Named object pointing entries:

== == ==

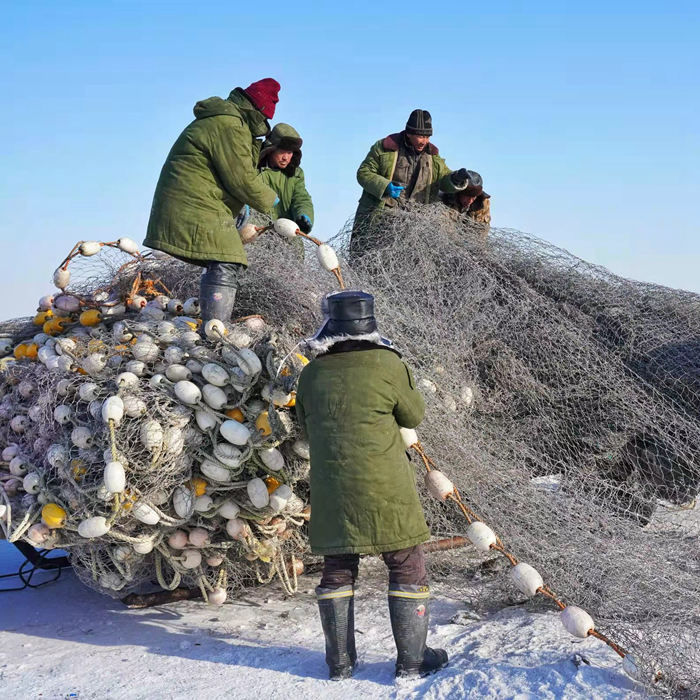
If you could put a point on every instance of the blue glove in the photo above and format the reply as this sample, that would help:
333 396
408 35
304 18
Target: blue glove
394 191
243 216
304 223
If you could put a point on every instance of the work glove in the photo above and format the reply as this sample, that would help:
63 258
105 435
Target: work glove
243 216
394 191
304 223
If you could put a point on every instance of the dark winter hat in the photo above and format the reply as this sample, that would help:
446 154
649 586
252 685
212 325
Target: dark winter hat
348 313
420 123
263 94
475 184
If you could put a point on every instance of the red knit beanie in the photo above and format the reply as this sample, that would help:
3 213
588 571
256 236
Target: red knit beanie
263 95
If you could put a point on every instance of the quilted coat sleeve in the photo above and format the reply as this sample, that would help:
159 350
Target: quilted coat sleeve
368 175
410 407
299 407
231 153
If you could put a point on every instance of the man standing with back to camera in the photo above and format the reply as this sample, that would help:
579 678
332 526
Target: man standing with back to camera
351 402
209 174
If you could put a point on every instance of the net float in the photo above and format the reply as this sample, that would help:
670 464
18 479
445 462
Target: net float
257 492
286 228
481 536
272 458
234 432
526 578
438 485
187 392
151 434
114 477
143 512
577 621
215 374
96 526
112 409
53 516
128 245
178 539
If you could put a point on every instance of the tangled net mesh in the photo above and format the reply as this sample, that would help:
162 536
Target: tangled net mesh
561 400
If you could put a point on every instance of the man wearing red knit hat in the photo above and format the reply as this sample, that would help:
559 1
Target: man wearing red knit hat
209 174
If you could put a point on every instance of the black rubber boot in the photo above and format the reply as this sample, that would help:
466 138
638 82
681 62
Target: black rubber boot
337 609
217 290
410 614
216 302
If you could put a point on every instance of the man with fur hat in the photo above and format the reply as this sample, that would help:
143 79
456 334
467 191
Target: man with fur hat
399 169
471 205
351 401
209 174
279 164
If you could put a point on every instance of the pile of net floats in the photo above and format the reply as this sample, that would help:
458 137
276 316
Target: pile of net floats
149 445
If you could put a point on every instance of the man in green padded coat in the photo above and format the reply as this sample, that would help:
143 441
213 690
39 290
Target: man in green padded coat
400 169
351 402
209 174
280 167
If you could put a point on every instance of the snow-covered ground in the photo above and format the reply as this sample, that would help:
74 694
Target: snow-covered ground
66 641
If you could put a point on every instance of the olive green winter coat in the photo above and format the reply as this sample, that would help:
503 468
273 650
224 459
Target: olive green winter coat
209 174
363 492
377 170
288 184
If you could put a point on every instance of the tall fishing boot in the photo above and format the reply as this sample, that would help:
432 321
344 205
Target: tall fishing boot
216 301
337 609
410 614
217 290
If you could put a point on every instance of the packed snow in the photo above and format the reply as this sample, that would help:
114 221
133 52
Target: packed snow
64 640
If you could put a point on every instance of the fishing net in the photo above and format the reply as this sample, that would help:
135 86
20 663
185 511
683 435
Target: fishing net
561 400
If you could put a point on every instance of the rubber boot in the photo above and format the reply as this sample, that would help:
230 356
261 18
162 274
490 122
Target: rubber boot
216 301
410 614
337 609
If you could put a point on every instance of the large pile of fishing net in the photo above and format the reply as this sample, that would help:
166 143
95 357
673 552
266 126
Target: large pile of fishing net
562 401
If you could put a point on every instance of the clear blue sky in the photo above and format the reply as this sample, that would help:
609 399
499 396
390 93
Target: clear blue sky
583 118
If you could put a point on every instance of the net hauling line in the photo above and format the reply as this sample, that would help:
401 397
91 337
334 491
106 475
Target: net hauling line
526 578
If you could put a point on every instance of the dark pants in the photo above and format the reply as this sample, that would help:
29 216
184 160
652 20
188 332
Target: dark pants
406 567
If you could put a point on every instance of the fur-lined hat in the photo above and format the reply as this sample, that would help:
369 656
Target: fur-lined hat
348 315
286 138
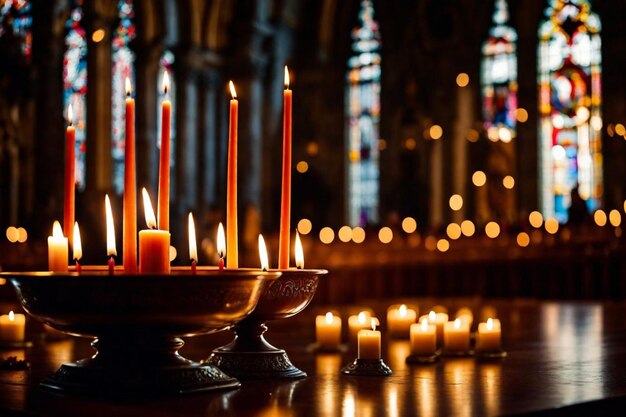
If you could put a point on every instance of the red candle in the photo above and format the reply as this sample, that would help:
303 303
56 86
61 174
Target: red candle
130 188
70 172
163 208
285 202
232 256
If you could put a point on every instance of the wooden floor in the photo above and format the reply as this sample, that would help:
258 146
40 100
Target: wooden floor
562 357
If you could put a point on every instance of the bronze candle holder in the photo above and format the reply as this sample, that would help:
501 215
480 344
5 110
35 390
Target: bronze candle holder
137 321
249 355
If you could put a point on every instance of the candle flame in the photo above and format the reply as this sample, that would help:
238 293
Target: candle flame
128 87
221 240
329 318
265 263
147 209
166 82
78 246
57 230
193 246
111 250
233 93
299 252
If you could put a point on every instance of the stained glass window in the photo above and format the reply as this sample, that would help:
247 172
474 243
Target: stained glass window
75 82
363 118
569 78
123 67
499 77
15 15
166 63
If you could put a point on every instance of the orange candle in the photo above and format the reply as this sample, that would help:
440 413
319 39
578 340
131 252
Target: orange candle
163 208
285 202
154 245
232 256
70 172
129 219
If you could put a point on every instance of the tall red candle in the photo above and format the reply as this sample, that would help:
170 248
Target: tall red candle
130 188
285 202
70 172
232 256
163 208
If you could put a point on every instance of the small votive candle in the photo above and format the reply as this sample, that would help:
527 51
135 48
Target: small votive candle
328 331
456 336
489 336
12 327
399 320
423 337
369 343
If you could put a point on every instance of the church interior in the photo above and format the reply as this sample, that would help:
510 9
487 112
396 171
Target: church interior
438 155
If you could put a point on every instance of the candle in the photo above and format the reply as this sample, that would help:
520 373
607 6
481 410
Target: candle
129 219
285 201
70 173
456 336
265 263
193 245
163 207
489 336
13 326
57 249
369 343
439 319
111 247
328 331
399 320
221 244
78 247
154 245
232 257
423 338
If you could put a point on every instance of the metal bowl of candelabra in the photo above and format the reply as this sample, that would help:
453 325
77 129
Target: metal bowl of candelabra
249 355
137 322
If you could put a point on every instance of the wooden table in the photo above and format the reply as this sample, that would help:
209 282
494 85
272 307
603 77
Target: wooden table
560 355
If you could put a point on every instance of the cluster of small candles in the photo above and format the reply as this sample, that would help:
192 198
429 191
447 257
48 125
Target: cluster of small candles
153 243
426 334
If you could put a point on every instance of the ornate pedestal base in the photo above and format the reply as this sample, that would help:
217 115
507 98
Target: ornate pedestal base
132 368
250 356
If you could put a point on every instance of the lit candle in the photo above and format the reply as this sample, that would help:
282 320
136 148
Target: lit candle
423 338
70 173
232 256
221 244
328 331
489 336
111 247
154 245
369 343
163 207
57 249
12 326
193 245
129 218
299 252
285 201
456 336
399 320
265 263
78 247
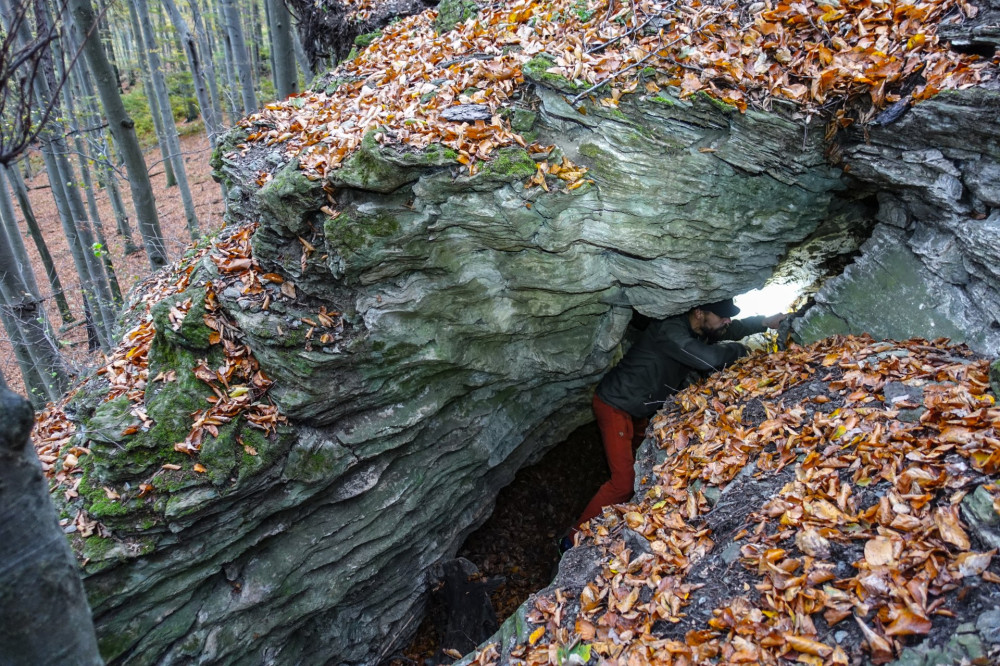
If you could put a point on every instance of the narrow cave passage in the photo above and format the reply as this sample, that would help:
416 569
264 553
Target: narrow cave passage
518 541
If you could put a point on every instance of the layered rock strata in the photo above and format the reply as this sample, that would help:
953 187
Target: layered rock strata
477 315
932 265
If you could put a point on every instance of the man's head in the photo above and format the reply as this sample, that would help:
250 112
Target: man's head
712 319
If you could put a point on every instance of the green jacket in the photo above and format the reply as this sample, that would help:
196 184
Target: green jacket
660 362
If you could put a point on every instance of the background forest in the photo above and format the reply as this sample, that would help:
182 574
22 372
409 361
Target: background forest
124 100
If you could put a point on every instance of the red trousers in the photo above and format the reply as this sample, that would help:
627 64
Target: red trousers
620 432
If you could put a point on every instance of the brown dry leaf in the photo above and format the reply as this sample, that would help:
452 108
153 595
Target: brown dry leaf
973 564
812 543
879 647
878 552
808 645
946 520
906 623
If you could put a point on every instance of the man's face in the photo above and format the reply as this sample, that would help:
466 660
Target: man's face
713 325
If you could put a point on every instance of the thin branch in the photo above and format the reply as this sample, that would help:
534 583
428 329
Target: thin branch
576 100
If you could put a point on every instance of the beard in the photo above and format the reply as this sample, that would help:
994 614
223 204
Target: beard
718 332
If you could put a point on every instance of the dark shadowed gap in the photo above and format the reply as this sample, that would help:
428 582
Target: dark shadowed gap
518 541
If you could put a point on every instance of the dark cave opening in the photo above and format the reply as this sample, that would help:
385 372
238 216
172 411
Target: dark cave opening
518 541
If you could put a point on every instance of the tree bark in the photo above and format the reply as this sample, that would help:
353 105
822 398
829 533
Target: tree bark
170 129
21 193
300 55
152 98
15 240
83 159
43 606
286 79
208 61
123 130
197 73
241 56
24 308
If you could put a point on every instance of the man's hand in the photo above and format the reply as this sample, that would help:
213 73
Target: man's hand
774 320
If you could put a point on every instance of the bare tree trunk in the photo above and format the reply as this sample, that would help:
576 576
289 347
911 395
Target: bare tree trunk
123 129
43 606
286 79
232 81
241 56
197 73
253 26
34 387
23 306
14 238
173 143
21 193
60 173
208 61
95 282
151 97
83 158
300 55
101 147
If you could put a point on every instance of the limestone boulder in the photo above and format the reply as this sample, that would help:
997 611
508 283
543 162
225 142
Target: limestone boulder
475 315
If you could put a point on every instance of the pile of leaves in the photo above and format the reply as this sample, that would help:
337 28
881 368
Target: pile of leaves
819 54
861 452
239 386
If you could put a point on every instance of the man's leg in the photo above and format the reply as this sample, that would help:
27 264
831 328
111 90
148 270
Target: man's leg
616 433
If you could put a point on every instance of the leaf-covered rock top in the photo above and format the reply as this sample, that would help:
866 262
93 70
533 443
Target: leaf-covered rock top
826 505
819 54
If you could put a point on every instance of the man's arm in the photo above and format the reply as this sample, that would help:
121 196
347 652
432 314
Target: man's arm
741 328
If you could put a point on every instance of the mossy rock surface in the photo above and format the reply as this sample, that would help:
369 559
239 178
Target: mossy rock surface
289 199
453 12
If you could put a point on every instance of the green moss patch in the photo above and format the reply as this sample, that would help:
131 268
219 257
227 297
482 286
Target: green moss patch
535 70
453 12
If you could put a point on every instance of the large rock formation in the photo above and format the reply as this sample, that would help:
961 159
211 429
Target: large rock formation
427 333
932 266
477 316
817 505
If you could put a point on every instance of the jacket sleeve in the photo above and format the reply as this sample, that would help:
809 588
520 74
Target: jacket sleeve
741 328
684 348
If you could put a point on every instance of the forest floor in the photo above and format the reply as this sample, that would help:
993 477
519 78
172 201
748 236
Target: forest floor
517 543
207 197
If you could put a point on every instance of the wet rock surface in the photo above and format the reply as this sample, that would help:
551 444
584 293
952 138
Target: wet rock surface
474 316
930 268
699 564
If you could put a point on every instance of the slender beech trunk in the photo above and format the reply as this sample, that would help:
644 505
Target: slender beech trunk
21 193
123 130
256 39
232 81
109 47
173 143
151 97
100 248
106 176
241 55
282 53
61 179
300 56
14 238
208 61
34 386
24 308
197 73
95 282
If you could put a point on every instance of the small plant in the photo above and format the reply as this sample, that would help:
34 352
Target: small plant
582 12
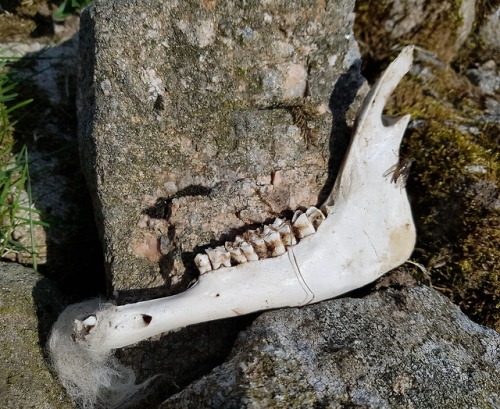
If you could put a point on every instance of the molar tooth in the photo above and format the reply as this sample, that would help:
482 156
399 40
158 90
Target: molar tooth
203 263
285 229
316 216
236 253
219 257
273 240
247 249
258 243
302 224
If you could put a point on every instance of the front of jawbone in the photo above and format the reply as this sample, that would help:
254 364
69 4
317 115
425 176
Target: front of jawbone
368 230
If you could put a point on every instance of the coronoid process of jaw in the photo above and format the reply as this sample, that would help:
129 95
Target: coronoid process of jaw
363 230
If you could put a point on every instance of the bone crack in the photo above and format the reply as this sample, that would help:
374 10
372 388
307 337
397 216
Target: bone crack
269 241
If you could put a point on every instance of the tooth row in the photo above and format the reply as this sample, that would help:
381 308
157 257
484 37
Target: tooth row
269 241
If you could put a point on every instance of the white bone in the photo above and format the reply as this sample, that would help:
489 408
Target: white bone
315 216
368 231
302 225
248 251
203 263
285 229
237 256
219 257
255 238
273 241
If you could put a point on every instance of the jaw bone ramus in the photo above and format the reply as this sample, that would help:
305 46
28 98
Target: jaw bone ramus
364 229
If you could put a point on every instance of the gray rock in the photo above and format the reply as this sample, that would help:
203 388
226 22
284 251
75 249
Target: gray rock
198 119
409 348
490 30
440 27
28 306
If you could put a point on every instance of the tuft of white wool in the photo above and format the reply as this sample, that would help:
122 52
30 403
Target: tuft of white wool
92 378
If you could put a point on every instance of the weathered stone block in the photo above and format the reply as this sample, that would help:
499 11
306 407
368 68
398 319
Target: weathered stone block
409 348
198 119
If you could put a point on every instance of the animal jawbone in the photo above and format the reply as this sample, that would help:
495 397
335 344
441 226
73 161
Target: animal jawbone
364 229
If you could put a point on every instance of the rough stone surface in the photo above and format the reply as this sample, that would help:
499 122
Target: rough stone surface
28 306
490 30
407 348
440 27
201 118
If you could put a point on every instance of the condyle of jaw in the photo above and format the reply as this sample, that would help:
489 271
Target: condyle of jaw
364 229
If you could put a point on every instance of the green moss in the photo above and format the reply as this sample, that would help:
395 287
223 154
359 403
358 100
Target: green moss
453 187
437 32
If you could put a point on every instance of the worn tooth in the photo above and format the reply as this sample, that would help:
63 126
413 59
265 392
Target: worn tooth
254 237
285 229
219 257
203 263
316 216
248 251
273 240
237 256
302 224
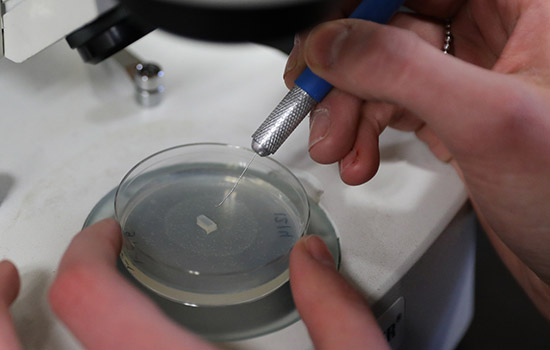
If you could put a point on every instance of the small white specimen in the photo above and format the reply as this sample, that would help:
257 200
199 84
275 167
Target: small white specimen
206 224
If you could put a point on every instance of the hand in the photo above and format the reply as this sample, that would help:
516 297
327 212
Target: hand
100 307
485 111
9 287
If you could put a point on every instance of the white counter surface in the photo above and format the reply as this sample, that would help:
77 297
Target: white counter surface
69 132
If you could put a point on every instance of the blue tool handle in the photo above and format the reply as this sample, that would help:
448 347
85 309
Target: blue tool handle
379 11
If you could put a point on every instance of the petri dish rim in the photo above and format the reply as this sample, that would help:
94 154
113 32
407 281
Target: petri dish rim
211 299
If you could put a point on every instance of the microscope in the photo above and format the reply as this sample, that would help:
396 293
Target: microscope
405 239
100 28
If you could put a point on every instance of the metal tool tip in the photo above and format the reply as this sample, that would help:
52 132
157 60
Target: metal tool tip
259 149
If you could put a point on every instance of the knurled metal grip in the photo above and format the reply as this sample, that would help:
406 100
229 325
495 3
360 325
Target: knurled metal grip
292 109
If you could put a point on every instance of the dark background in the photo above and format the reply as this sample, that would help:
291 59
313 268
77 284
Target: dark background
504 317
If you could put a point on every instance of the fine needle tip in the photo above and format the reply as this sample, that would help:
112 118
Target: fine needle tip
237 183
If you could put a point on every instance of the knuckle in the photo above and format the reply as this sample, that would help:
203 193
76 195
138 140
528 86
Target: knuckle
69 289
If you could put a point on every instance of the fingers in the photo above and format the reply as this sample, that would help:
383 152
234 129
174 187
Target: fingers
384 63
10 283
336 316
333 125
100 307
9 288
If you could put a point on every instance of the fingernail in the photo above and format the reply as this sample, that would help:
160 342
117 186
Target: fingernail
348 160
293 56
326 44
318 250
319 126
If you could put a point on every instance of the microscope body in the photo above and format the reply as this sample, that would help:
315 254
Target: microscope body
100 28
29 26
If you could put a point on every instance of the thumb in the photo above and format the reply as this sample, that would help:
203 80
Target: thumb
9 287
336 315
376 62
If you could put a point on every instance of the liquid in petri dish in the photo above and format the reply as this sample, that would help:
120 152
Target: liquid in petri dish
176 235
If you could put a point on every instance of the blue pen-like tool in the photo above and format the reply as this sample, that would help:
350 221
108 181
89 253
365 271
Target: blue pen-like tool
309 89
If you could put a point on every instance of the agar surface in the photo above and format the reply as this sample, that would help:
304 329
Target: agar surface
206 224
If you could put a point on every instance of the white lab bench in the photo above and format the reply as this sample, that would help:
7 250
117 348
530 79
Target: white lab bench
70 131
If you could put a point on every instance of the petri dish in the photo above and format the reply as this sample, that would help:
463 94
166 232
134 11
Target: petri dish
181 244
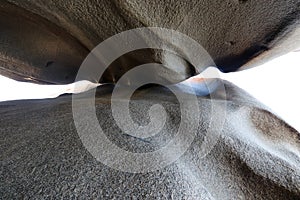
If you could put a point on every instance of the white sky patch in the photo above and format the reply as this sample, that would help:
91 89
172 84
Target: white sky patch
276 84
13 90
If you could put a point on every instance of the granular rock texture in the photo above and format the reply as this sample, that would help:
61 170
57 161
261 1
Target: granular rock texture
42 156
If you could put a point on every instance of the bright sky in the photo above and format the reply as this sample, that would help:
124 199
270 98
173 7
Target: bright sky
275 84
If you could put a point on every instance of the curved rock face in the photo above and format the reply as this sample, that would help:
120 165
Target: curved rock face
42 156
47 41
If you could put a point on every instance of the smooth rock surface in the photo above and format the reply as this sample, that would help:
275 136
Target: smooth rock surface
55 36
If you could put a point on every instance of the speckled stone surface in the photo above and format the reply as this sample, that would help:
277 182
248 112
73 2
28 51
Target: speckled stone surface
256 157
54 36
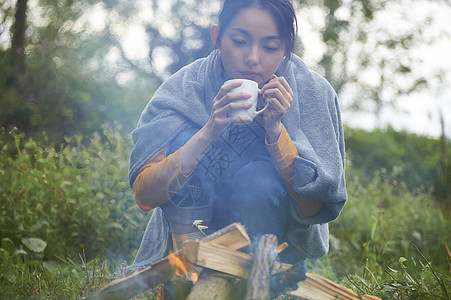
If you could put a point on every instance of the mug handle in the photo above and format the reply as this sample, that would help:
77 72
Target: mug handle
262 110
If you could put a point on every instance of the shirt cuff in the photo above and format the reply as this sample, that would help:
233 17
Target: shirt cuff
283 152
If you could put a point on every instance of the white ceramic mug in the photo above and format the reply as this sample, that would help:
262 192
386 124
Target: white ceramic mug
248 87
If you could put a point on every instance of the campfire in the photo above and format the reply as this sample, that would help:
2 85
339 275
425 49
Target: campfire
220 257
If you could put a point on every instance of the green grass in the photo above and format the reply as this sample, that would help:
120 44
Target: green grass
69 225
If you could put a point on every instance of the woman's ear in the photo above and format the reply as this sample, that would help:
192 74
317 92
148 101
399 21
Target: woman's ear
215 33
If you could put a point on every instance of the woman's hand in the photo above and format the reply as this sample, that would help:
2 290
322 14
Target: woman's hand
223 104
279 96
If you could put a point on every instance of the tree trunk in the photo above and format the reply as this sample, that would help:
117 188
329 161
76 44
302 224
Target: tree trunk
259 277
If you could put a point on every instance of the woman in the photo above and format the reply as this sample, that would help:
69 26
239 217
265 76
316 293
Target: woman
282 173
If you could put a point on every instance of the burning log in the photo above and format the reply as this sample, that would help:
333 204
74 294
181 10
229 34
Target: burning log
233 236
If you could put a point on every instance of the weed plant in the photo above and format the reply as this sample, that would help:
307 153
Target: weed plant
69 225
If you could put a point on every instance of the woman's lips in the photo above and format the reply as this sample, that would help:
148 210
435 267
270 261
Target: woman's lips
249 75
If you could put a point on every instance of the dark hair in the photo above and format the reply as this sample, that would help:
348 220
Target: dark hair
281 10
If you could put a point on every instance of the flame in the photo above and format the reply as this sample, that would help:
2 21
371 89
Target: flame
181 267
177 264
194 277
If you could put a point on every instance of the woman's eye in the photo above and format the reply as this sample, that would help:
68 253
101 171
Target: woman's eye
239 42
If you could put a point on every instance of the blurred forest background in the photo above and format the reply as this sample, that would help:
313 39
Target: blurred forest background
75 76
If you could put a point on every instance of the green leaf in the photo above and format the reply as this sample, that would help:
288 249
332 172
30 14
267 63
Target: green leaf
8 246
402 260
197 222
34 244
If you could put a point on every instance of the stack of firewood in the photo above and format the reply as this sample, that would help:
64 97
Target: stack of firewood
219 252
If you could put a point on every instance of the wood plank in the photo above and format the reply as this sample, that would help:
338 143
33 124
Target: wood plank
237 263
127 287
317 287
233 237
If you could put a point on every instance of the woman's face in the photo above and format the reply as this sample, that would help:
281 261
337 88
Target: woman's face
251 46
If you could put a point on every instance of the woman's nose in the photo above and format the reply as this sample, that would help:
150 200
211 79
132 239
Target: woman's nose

== == ==

- **WHAT THE TASK ASKS**
Reproduce, word for word, only the lines from the one that contains "the dark hair" through the final line.

- **ANSWER FOR THE TASK**
If you could put a point on every instance of the dark hair in the photo above and format the reply as this sample, that would help:
348 220
Target: dark hair
281 10
If you could put a point on every instance of the flame in the photo above and format the reply as this sample, that would help:
2 21
371 89
Target: flame
181 267
177 264
194 277
If you could put a point on every instance of the woman's eye in the photo above and format the reply as this sample, that would help:
68 253
101 171
Target: woman's eye
239 42
If you could put a point on every instance of the blurred forest background in the photo above and format the reply as this sample, that would help:
313 39
Target: blurred forest background
75 76
If you could put a point on every instance of the green leaf in the photo above and format the reply as this sample, that would help:
288 249
332 172
30 14
267 63
Target: green leaf
8 246
402 260
197 222
34 244
If you could put a point on every instance of the stack of firewood in the photo above and format the reply as this sample, that would help:
64 97
Target: stack of firewood
219 252
If you could put a point on every instance of the wood plank in the photo above and format the reply as this sample, that would help:
338 143
33 124
Target: wood plank
237 263
127 287
317 287
233 237
If you could put a point on every instance of the woman's face in the photo above and format the reply as this sample, that would help:
281 261
337 88
Target: woman's face
251 46
If you could put a point on every instance of the woman's nose in the photo above and format the reply as this sample, that would help:
150 200
211 79
132 239
Target: woman's nose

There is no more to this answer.